* What you have to do:
Each entry is to be given again precisely, and no picture may be carried over.

* Given data:
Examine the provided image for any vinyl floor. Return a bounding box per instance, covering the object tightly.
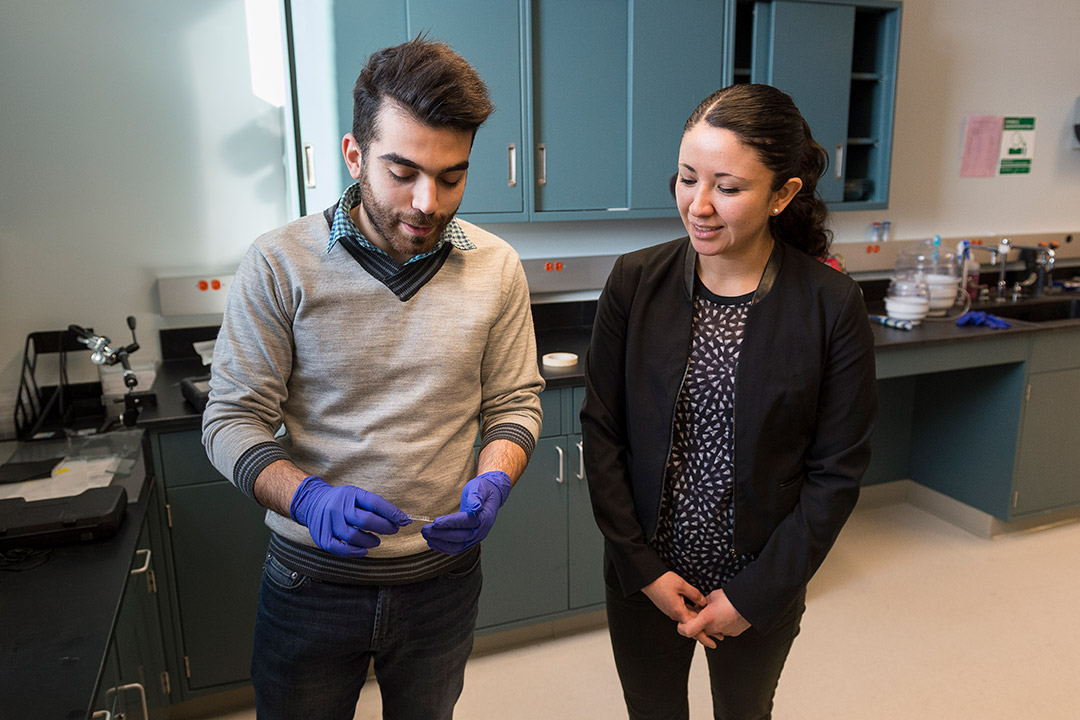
[203,499,1080,719]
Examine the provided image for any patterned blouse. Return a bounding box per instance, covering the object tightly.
[650,278,758,594]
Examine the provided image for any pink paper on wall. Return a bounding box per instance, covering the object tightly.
[960,115,1004,177]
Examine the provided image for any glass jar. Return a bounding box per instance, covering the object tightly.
[885,275,930,323]
[895,239,961,316]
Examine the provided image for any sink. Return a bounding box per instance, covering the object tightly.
[973,296,1080,323]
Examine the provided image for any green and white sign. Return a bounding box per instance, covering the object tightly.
[999,116,1035,174]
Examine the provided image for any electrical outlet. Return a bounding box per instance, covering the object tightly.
[158,275,233,316]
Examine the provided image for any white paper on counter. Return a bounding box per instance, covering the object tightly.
[0,456,121,502]
[193,339,216,365]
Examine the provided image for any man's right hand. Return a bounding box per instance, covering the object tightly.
[641,571,717,649]
[289,476,410,558]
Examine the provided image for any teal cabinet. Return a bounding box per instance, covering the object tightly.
[757,1,855,203]
[150,429,271,698]
[285,0,730,222]
[1013,330,1080,516]
[476,435,570,627]
[476,386,605,630]
[628,0,729,214]
[527,0,730,220]
[735,0,901,209]
[871,326,1080,522]
[93,484,170,719]
[529,0,628,214]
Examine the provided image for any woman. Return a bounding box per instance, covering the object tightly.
[581,84,877,719]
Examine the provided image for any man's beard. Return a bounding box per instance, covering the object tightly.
[359,169,454,261]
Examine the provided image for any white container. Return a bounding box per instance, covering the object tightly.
[885,276,930,324]
[924,273,962,316]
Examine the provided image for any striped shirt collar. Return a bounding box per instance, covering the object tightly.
[326,182,475,262]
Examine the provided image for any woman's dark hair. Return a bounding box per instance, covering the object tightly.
[685,84,832,258]
[352,36,494,153]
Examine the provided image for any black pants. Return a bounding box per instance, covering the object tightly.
[606,578,805,720]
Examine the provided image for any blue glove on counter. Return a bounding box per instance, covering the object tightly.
[289,476,410,558]
[421,471,512,555]
[956,311,1011,329]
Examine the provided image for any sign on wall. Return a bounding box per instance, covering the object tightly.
[960,115,1037,177]
[998,117,1036,174]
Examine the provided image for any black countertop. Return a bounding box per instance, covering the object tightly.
[136,357,212,431]
[139,300,1080,430]
[866,301,1076,349]
[0,431,151,720]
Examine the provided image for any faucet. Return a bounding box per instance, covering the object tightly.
[1013,243,1057,298]
[963,238,1012,301]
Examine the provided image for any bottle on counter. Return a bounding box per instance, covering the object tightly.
[957,240,981,301]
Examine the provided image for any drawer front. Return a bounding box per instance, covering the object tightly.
[1030,328,1080,373]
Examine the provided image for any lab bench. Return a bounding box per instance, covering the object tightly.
[0,430,168,719]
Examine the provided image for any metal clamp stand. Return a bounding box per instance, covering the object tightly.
[69,316,156,428]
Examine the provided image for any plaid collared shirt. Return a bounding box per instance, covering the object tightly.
[325,183,475,301]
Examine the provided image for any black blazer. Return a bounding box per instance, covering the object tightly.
[581,237,877,633]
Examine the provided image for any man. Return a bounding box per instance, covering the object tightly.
[203,37,544,719]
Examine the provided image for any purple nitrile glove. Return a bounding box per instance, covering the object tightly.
[421,471,512,555]
[289,476,410,558]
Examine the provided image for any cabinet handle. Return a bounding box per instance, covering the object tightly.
[834,143,844,180]
[91,712,111,720]
[303,143,316,188]
[537,143,547,186]
[576,441,584,481]
[105,682,148,720]
[555,444,564,484]
[507,143,517,187]
[130,548,151,575]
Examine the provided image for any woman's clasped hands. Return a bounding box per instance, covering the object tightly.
[642,571,751,649]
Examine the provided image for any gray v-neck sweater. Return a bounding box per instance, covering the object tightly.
[203,212,544,574]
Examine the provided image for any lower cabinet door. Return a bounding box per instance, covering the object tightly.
[1014,368,1080,516]
[567,433,605,609]
[167,481,271,691]
[476,436,569,628]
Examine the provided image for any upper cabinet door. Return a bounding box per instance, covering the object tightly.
[288,0,526,220]
[743,0,901,209]
[758,0,855,203]
[530,0,629,214]
[629,0,728,213]
[408,0,526,218]
[289,0,407,216]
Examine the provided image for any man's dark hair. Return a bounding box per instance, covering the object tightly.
[351,36,494,153]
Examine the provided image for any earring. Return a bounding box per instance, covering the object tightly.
[772,208,780,215]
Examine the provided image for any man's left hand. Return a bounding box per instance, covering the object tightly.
[421,471,512,554]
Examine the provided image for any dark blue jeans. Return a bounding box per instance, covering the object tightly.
[606,579,805,720]
[251,549,482,720]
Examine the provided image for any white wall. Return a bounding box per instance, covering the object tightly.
[2,0,1079,437]
[0,0,288,434]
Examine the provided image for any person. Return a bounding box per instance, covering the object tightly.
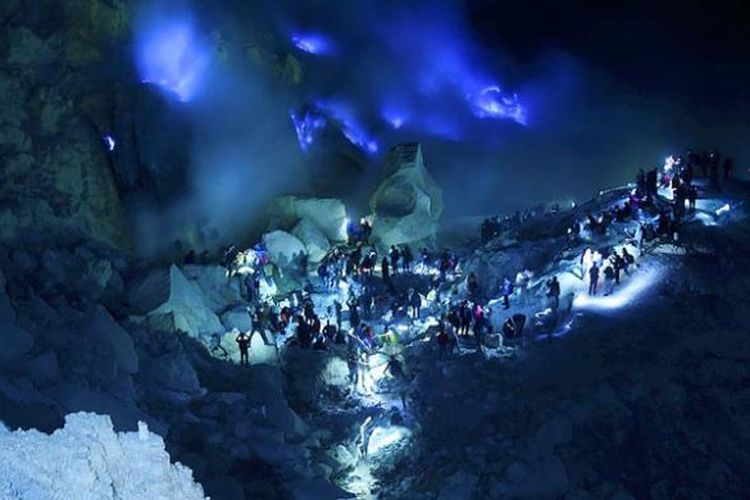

* Solution for this task:
Examine the provided image for any vinyl floor. Return a bounding box per instance, covering the object tightly.
[203,499,1080,719]
Examine the provided image for any patterned blouse. Return a bounding box per instance, covering the object tightly.
[650,278,758,594]
Examine the provided image for any pink paper on wall. Return a bounding box per instance, covering the object tightly.
[960,115,1004,177]
Examine the provided image for any glass jar. Return a bounding box per instance, covering the object tightly.
[885,275,930,323]
[895,239,961,316]
Examine the provided image for any sink. Return a bounding box per instance, covering the object tightly.
[973,296,1080,323]
Examine the provided image for any green and white sign. Return a bounding box per instance, covering the object tightly.
[999,116,1035,174]
Examine the provided image for any electrical outlet. Return a bounding box per instance, covering the object tightly.
[158,275,233,316]
Examine the provided image for any white paper on counter. Return a bounding box per instance, covering the object tightly.
[0,456,121,502]
[193,339,216,365]
Examine the provided image for any man's right hand. Return a bounding box per instance, covering the object tightly.
[641,571,717,649]
[289,476,410,558]
Examine the provided image for any teal cabinet. Return a bounding box per instance, covering the object tightly.
[757,1,855,203]
[150,429,271,698]
[285,0,730,222]
[1013,330,1080,516]
[476,435,570,627]
[476,386,605,630]
[628,0,729,214]
[527,0,730,220]
[735,0,901,209]
[871,326,1080,522]
[93,484,170,719]
[529,0,628,214]
Examine the provided image for any woman. Return a bounding box per instance, covering the object tightly.
[581,84,877,719]
Examine the provided image for any man's beard. Return a bounding box per instance, covering the object tightly.
[359,169,454,261]
Examine the provided image for any white container. Return a bounding box per instance, covering the object tightly.
[885,276,930,324]
[924,273,962,316]
Examine the provided image for any striped shirt collar. Return a bounding box per instance, covering the object tightly.
[326,182,475,262]
Examine the provided image for any woman's dark hair. Return a bounding box per instance, covering the object tightly.
[685,84,832,258]
[352,36,494,153]
Examine the provided image for any black pants. Return a bounding box per instance, covering the object tightly.
[606,578,805,720]
Examine the provided image for any blue glove on counter. Return a bounding box per instance, covering the object tightly.
[289,476,410,558]
[421,471,512,555]
[956,311,1011,329]
Examine the provided image for any sign on wall. Return a bounding box per instance, covering the object tightly.
[960,115,1037,177]
[998,117,1036,174]
Examine the provided image for any black countertop. Return a bounding box per instance, covering the object tightly.
[136,357,212,431]
[139,300,1080,430]
[866,301,1076,349]
[0,431,151,720]
Examine the provided image for any faucet. Return a bounding box per instance, covering the object tightly.
[1013,243,1057,298]
[963,238,1012,301]
Examine the provided image for any bottle on counter. Return a bounding box per instance, covering the object tightly.
[957,240,981,301]
Examine the provided image for any drawer front. Return a bounding box per instance, covering the object tightly.
[1030,328,1080,373]
Examine the provided image for any lab bench. Return a bounding box per instance, covering the object tightly.
[0,430,168,719]
Examine the provided image for any metal clamp stand. Return a bounding box per instance, covering the object tightly.
[69,316,156,428]
Examine the provided image for any plaid collared shirt. Return a bounding box per instance, covering the object tightly.
[325,183,475,301]
Examine the provided image for any black blazer. Return a bounding box per instance, covering the object tightly.
[581,237,877,633]
Examine the provided image for any man. Return a bounding box per instance, covering the object tightly.
[203,37,544,719]
Examine the provided image for any purple nitrile glove. Return a bounding box per instance, covering the object tightly.
[421,471,512,555]
[289,476,410,558]
Examine the provided image for any cabinet handle. Return a bounding box per instance, covering the object tightly.
[834,143,844,180]
[91,712,111,720]
[303,143,316,188]
[537,143,547,186]
[576,441,584,481]
[105,682,148,720]
[555,444,564,484]
[507,143,517,187]
[130,548,151,575]
Examine the provided image for any woman's clasped hands. Return a bounding box per instance, covering the object tightly.
[642,571,751,649]
Examine the provided image for any gray v-neck sweater. Return a bounding box per instance, covering the object tightly.
[203,212,544,574]
Examine the provided image for any lower cabinet door. Return a bounding box per instance, covering the object tightly.
[1014,368,1080,516]
[567,433,605,609]
[167,481,271,691]
[476,436,569,628]
Examine the provided image for any upper cabinet door. Return a bounding box per instance, covering the object tightly.
[288,0,526,220]
[743,0,901,209]
[758,0,855,203]
[530,0,629,214]
[629,0,728,213]
[408,0,526,218]
[289,0,407,216]
Examine the provided image for any man's dark hair. Return a bounding box per instance, covering the object tightly.
[351,36,494,153]
Examine the provided image for any earring. Return a bounding box per instance, covering the object tightly.
[772,208,780,215]
Examine the provided image for any man's left hand. Return a bounding box per instance, covering the object tightly.
[421,471,512,554]
Examine the provided image for any dark blue jeans. Return a bounding box per instance, covering the object tightly.
[606,579,805,720]
[251,549,482,720]
Examine the provided image for any white wall. Return a bounding box per instance, covering the object tightly.
[2,0,1079,437]
[0,0,288,434]
Examine the provided image for any person. Return a bounding box per instance, covering the object tightly.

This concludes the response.